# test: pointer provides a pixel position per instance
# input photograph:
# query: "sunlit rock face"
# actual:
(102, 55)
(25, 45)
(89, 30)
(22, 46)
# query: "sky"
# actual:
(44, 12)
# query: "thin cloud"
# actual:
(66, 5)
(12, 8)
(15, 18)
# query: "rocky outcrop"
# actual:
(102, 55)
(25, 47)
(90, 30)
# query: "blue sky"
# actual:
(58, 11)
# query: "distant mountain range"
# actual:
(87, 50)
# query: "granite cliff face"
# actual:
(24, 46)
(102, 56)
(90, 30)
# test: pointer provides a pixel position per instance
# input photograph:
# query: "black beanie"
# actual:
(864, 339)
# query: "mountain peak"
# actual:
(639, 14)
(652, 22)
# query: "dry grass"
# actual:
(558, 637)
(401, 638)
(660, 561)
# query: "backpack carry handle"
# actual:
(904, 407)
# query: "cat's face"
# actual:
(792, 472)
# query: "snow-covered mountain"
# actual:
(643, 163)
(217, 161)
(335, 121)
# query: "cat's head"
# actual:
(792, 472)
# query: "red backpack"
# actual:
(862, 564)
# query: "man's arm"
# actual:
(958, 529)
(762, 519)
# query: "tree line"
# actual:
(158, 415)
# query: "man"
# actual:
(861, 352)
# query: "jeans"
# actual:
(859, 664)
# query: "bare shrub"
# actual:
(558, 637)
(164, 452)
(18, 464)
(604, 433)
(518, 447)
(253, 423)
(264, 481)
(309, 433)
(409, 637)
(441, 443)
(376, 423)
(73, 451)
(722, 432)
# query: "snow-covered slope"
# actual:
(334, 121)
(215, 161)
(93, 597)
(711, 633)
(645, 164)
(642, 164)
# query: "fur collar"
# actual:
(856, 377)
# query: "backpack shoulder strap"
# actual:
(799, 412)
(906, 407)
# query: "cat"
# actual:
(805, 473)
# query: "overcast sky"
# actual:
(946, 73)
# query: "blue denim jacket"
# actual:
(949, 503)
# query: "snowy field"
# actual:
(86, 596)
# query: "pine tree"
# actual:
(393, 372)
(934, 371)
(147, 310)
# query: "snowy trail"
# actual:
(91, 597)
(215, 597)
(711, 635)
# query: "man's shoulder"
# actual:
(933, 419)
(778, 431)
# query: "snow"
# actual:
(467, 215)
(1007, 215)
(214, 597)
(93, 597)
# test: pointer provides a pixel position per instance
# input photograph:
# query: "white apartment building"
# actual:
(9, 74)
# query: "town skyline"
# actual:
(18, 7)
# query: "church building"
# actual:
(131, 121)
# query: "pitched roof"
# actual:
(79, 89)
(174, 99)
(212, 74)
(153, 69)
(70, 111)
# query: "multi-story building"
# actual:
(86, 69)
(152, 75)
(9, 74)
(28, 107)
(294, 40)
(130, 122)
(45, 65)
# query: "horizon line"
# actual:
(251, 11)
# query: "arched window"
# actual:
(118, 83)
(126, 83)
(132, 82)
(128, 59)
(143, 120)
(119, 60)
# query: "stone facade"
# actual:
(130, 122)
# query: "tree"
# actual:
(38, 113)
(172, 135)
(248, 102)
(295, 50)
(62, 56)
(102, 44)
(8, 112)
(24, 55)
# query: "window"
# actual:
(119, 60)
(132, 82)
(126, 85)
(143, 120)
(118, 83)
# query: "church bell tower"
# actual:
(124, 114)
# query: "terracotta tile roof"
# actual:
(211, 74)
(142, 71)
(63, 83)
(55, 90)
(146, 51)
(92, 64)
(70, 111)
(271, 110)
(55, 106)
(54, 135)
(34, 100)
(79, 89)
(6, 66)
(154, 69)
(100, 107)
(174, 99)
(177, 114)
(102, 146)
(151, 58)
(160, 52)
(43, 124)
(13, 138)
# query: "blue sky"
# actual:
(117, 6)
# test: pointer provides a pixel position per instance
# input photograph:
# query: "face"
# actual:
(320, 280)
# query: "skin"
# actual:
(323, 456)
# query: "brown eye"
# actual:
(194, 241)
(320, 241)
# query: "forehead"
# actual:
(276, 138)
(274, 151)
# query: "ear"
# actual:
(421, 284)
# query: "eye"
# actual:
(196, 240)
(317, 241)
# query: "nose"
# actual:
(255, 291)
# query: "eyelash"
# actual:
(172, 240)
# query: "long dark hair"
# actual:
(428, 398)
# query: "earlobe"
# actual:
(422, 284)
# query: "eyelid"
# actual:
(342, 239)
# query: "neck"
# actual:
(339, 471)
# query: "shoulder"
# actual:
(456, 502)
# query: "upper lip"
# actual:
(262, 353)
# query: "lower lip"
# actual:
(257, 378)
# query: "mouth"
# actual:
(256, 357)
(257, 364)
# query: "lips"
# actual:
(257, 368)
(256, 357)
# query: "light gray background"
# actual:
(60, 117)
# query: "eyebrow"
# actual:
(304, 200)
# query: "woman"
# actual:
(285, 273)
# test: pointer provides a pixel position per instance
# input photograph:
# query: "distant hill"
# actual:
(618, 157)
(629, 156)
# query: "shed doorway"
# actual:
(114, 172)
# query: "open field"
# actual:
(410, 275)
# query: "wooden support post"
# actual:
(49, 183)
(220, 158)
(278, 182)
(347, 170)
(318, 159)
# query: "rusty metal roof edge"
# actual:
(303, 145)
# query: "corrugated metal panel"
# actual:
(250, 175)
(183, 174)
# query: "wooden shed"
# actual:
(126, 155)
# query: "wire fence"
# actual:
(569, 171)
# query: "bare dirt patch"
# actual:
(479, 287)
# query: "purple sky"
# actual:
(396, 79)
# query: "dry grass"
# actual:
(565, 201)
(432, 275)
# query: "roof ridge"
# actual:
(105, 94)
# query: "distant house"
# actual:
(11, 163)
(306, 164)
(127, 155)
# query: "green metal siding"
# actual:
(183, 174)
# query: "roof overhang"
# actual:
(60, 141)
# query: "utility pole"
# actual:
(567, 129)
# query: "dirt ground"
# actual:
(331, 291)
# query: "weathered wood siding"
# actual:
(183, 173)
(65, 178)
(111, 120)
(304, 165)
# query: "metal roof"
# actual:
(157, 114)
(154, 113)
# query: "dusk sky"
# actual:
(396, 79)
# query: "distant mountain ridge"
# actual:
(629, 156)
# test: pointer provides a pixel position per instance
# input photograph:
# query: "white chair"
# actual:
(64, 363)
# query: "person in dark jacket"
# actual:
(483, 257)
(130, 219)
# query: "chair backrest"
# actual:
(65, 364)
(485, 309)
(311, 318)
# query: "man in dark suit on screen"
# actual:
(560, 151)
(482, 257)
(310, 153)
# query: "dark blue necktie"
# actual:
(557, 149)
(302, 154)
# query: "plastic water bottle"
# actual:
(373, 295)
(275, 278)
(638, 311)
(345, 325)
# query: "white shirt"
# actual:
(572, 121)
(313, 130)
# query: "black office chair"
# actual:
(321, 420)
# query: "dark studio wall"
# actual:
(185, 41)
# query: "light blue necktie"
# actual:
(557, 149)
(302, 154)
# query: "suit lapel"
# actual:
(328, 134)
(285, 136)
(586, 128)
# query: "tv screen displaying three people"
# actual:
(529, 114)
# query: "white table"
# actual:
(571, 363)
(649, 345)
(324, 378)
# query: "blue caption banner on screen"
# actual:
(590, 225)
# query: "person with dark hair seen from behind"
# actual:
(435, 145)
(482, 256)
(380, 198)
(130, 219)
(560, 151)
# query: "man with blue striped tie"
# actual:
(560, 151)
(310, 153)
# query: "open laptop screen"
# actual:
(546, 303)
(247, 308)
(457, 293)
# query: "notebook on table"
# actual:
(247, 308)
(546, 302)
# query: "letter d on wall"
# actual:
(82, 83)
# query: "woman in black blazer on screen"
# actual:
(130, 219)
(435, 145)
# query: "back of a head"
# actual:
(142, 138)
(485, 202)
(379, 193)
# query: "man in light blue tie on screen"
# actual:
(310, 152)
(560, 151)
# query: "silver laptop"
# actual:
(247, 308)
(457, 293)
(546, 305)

------------------------------------------------

PROBLEM DETAILS
Some lines above may hold the word "shoulder"; say how many do, giving nothing besides the number.

PROBLEM SOLUTION
3